Miał obiecać synowi, że go nie zabije. Wstrząsające szczegóły "egzekucji"

Minął tydzień od "egzekucji", do jakiej doszło w Lubowidzy (woj. łódzkie), gdzie Dawid M. doprowadził do dachowania osobowej toyoty, zastrzelił Adama G., a następnie popełnił samobójstwo. Prokuratura ujawniła nowe fakty na temat zbrodni.

Powiedział synowi, że go "nie zabije". Kulisy egzekucji pod Łodzią
Powiedział synowi, że go "nie zabije". Kulisy egzekucji pod Łodzią
Źródło zdjęć: © KP PSP Brzeziny
Łukasz Kuczera

Tragiczne zdarzenia miały miejsce w ostatnią sobotę (28 września) po godz. 19.00. Adam G. podróżował osobową toyotą wraz ze swoją partnerką Anną i dwojgiem jej dzieci. Wracali ze stadniny koni, gdzie spędzali popołudnie.

Gdy znajdowali się na wysokości miejscowości Lubowidza, drogę zajechał im mercedes. Za jego kierownicą siedział Dawid M., były partner Anny i ojciec jej 8-letniego dziecka. Mężczyzna nigdy nie pogodził się z tym, że jego związek się rozpadł, a była ukochana ułożyła sobie życie na nowo. Groził kobiecie, jak i Adamowi G.

_Zadanie pisemne A:_
Odpowiedz krótko na pytania do artykułu o zbrodni w Lubowidzy:
(i) Którego dnia i po której godzinie doszło do zdarzenia?
(ii) Skąd wracał Adam G. z partnerką i jej dziećmi?
(iii) Jaki samochód zajechał im drogę?
_Zadanie pisemne B:_ Kontynuuj artykuł o zbrodni w Lubowidzy, zaczynając od zdania następującego po ostatnim.
Zapisy nie mają żadnego związku z artykułem o zbrodni w Lubowidzy.

_Fragmenty zapisów:_
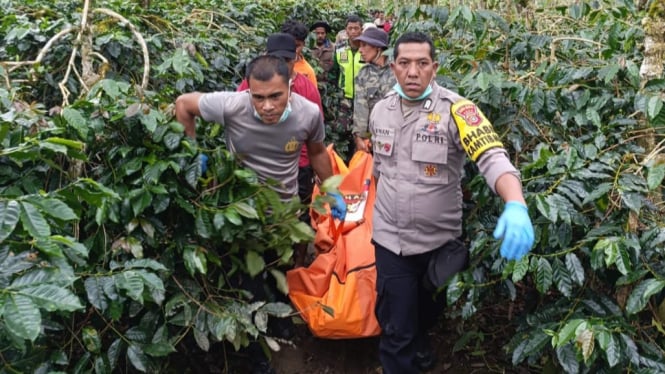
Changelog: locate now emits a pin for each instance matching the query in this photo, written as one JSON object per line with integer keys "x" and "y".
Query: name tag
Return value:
{"x": 383, "y": 140}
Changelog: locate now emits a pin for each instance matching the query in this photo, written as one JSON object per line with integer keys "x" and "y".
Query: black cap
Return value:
{"x": 323, "y": 24}
{"x": 281, "y": 45}
{"x": 374, "y": 37}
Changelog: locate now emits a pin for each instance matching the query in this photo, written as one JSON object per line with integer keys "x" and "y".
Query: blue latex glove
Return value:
{"x": 203, "y": 159}
{"x": 338, "y": 209}
{"x": 515, "y": 228}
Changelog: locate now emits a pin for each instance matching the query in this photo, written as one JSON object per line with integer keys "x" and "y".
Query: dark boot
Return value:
{"x": 425, "y": 359}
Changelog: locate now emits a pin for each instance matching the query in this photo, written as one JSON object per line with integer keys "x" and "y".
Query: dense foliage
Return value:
{"x": 117, "y": 254}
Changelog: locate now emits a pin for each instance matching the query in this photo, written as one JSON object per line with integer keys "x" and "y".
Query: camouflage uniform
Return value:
{"x": 372, "y": 84}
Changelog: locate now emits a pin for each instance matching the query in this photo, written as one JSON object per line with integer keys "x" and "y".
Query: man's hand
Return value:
{"x": 338, "y": 208}
{"x": 516, "y": 230}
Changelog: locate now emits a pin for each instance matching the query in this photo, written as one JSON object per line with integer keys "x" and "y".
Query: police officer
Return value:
{"x": 346, "y": 66}
{"x": 421, "y": 134}
{"x": 373, "y": 82}
{"x": 266, "y": 126}
{"x": 324, "y": 49}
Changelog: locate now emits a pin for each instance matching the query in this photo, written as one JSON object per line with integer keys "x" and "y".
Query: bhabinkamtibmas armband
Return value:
{"x": 476, "y": 132}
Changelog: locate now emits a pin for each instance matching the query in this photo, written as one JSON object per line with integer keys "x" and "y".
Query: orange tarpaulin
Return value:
{"x": 336, "y": 294}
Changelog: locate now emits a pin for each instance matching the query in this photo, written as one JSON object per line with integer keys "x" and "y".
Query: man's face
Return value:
{"x": 300, "y": 44}
{"x": 269, "y": 98}
{"x": 353, "y": 30}
{"x": 320, "y": 34}
{"x": 368, "y": 52}
{"x": 414, "y": 68}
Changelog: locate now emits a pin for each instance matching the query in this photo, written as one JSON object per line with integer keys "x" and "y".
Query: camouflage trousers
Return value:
{"x": 345, "y": 115}
{"x": 344, "y": 126}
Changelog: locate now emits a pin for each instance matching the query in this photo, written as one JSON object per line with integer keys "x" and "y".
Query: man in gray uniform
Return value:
{"x": 421, "y": 134}
{"x": 265, "y": 126}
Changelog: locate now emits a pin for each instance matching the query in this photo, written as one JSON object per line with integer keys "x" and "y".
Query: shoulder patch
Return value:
{"x": 476, "y": 132}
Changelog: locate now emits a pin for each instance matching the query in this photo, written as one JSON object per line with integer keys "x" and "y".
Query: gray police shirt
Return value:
{"x": 272, "y": 151}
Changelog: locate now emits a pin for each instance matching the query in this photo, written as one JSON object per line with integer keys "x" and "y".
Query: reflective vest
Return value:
{"x": 349, "y": 66}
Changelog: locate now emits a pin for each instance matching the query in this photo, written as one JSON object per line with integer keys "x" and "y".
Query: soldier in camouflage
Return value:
{"x": 373, "y": 82}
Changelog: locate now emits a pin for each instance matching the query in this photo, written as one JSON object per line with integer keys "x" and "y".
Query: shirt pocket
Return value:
{"x": 430, "y": 160}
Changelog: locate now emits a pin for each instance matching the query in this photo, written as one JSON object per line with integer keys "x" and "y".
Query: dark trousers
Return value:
{"x": 404, "y": 308}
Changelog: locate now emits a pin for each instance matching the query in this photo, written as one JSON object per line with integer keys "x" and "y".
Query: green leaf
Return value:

_Odpowiedź A:_
(i) W sobotę 28 września, po godzinie 19.00.
(ii) Ze stadniny koni.
(iii) Mercedes.

_Odpowiedź B:_
Powiedział synowi, że go "nie zabije". Kulisy egzekucji pod Łodzią

Prokurator Krzysztof Kopania w rozmowie z "Faktem" przedstawił nowe fakty na temat zbrodni, która miała miejsce w Lubowidzy. Okazuje się, że samochód prowadzony przez Dawida M. początkowo znajdował się na poboczu. Mężczyzna zajechał drogę osobowej toyocie, dał się wyprzedzić, a później kilkukrotnie uderzył w tył pojazdu prowadzonego przez Adama G., ostatecznie doprowadzając do dachowania.

Dalsza część artykułu pod materiałem wideo

- 39-latek wysiadł z auta i oddał strzały na wysokości tylnego siedzenia toyoty. Sprawca miał powiedzieć swojemu 8-letniemu synowi, że go nie zabije. Pozwolił oddalić się dzieciom, natomiast groził, że zabije 39-latkę i jej partnera. Wówczas 49-latek zaczął uciekać przez pole, a sprawca ruszył za nim - powiedział "Faktowi" rzecznik Prokuratury Okręgowej w Łodzi.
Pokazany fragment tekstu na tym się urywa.